Short problem a. Return, exactly as they appear, the rows that begin with the line containing "Can you see the rounded" and end with the line containing "column 209, row 777", both lines included.

Given passage.
Forex Signal (Thursday January 5, 2012 – 4:30am EDT) – UK Services PMI

Stavro D'Amore

Former FPA Special Consultant
Messages
547
Hello members,

Today we have UK Services PMI is a leading indicator and it is monthly, on the third business day after the month ends. Traders look at this indicator because It's a leading indicator of economic health - businesses react quickly to market conditions, and their purchasing managers hold perhaps the most current and relevant insight into the company's view of the economy

UK Services PMI
Forecast 51.5
Previous 52.1
Pair to trade: GBP/USD

Numbers we need:
BUY GBP/USD 53.5
SELL GBP/USD 49

Economical Impact: High
Typical Result: Good for Currency
Occurrence: monthly, on the third business day after the month ends
Spike Probability: Good, we can see 30 pips on initial spike

About our Triggers:
UK services PMI forecasted to arrive at 51.5
We are looking for a deviation of 2.5 to the upside to BUY GBP/USD and a deviation of 2.5 to the downside to SELL GBP/USD
So the summary is we get 53.5 or better I will look to enter a LONG position on GBP/USD and if we get 49 or lower I will go SHORT on GBP/USD
Should this report be triggered, we can expect to see about 30 pips on the initial spike.
This trade will have a good chance of a 30% retrace on the initial spike so I recommend trading the retracement method as stated bellow.

What is it? And why does the market care?
UK Services PMI measures the activity level of purchasing managers in the services sector.
Any reading above 50 indicates expansion, while a reading below 50 indicates contraction.
It gives an indication about the health of the services industry in the UK. Traders watch these surveys closely as purchasing managers usually have early access to data about their company’s performance, which can be a leading indicator of overall economic performance.

A higher than expected reading should be taken as positive/bullish for the GBP
A lower than expected reading should be taken as negative/bearish for the GBP.

Method I use to trade this:
Stavro D’Amore Trading Method

Trade Descriptions
Felix Trading Descriptions

I do recommend spike trading as an option. If you are using an ECN broker or a broker that allows spike fills. Please use no more than a 15 pip limit order to control slippage.

I will look for a 30% retracement in the original spike if our triggers are hit before entering. I will be looking at a 5 minute chart. I will sell half my position as soon as I hit the original high point of the first initial spike and place a SL at the original spike price.

My TP level would be just before a resistance level or if the chart decides to form a support level, looking at a 15 minute chart time frame to analyze this.

Input records.
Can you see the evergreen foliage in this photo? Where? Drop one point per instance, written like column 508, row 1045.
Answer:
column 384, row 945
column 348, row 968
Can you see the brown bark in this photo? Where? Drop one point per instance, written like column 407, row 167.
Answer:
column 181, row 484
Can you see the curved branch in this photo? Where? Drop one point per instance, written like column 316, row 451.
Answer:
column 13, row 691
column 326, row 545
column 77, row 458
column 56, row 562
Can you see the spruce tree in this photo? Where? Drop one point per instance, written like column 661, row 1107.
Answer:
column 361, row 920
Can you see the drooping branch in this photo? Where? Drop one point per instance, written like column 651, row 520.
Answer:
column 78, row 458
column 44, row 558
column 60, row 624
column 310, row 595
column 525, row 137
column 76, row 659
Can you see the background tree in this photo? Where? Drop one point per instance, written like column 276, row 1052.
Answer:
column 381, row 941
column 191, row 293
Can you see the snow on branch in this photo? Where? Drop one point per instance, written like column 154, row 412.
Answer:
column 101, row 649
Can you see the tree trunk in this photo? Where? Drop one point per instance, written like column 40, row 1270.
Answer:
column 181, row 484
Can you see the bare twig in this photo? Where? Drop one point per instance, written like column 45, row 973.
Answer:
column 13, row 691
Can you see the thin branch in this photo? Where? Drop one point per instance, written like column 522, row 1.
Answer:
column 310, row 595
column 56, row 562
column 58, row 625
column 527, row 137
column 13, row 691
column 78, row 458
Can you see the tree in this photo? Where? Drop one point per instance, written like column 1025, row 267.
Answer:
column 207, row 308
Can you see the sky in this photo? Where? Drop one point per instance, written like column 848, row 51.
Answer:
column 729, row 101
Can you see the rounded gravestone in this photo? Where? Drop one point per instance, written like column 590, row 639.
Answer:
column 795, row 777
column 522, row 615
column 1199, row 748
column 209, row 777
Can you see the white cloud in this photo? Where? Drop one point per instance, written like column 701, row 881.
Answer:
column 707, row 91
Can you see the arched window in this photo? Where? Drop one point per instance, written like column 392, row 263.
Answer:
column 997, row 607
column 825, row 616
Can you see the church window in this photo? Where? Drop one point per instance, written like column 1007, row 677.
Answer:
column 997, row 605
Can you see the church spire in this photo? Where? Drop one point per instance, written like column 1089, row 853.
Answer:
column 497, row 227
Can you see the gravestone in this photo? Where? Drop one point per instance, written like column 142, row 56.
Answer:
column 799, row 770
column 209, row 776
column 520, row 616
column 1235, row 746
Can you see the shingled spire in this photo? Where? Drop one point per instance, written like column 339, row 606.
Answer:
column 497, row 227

Short problem b. From the UK Services PMI post, retype exactly the part that starts with the words "What is it?" and ends with the words "for the GBP.".

Task response a.
Can you see the rounded gravestone in this photo? Where? Drop one point per instance, written like column 590, row 639.
Answer:
column 795, row 777
column 522, row 615
column 1199, row 748
column 209, row 777

Task response b.
What is it? And why does the market care?
UK Services PMI measures the activity level of purchasing managers in the services sector.
Any reading above 50 indicates expansion, while a reading below 50 indicates contraction.
It gives an indication about the health of the services industry in the UK. Traders watch these surveys closely as purchasing managers usually have early access to data about their company’s performance, which can be a leading indicator of overall economic performance.

A higher than expected reading should be taken as positive/bullish for the GBP
A lower than expected reading should be taken as negative/bearish for the GBP.